(PAGE EXTRACT):
══════════════════════════════
PUBLIC HEALTHHow Vaccines Changed the World

By Mariel Ferragamo

Published 4 September 2025

Vaccination campaigns have nearly eradicated some of the most deadly and transmissible diseases. However, against a backdrop of a rising tide of vaccine hesitancy, and U.S. leaders pulling global support, outbreaks are cropping up again.

Health experts say that for vaccines to do their job, countries need to bolster their efforts to counter disinformation and prioritize support to low-income countries that are battling diseases—from production to distribution. Meanwhile, in the United States, the head of health policy, Robert F. Kennedy Jr., known as RFK, is shifting the country away from a history keeping vaccines squarely on the U.S. public health agenda by canceling vaccine recommendations and contracts and dismissing expert officials.

The bodies that steer vaccine use and development are country-specific. National regulatory agencies have the final word on whether a vaccine can be used within a country’s borders; in the United States, that’s the Food and Drug Administration (FDA). Generally, the process follows a path along the lines of: research and discovery, testing, manufacturing, approving, recommending for use, and monitoring safety after approval. 

There are some distinctions country-to-country. For example, the United Kingdom’s review process operates on analysis provided by the vaccine makers, while in the United States, regulators do their own analysis using raw data. In several countries, such as those in the European Union (EU), it’s common to have developers do their own rigorous testing in three rounds of trials growing in sample size, and then regulatory authorities do scientific evaluation. Many low- and middle-income countries heavily rely on WHO prequalifications to determine which medicines to use. 

The WHO can list a vaccine for recommended use. The agency gives this stamp when an inoculation is proven to have an efficacy rate of 50 percent or higher. It cannot approve a drug for use in any one country, but vaccine makers can request prequalification with the WHO to ensure it gets a significant endorsement for countries to follow. It can also help with disbursement; a principle goal of the WHO is to help countries achieve global coverage of at least 90 percent for essential vaccines by 2030.
══════════════════════════════
(DATA PROVIDED):
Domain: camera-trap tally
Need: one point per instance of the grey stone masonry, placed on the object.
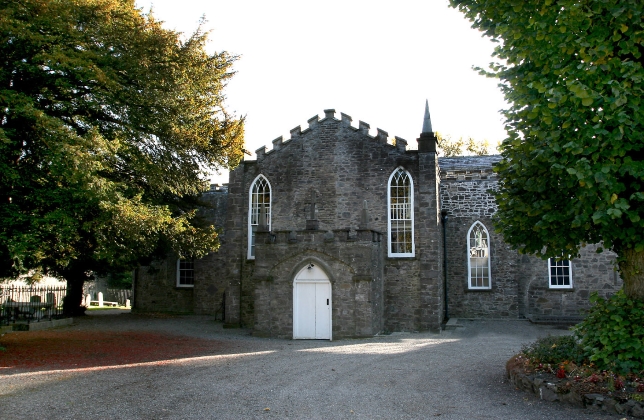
══════════════════════════════
(TASK STATEMENT): Reproduce word for word the passage of the vaccines article above that begins with the words containing "PUBLIC HEALTHHow Vaccines" and ends with "are cropping up again.".

(REPLY):
PUBLIC HEALTHHow Vaccines Changed the World

By Mariel Ferragamo

Published 4 September 2025

Vaccination campaigns have nearly eradicated some of the most deadly and transmissible diseases. However, against a backdrop of a rising tide of vaccine hesitancy, and U.S. leaders pulling global support, outbreaks are cropping up again.